Natural-language object grounding data:
━━━

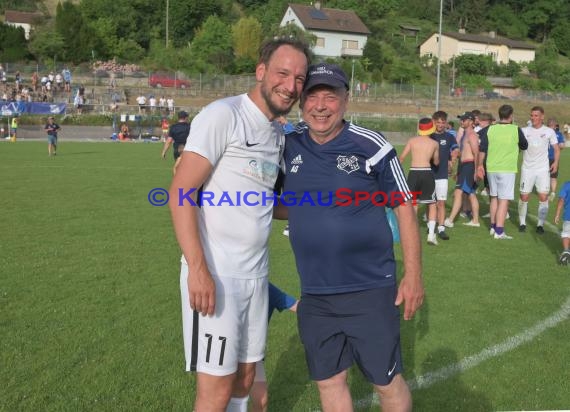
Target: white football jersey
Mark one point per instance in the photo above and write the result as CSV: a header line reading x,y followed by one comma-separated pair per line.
x,y
536,156
244,148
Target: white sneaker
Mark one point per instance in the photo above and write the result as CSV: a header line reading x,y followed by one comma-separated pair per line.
x,y
472,224
432,240
502,236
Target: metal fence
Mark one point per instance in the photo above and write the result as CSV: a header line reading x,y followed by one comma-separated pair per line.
x,y
105,87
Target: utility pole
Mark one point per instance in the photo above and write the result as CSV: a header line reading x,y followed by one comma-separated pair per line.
x,y
439,41
167,4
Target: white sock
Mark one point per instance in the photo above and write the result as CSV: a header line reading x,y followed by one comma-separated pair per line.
x,y
431,227
237,404
542,212
523,208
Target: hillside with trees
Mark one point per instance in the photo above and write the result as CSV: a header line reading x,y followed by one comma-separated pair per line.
x,y
222,36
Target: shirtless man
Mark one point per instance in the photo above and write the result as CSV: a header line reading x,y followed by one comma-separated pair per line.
x,y
466,174
425,152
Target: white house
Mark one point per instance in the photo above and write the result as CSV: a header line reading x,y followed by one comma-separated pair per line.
x,y
500,48
339,33
22,19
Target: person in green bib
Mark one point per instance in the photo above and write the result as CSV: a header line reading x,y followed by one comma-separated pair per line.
x,y
500,144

━━━

Going through the entries above, count each line that has the word "white" and report only the count.

## Written solution
4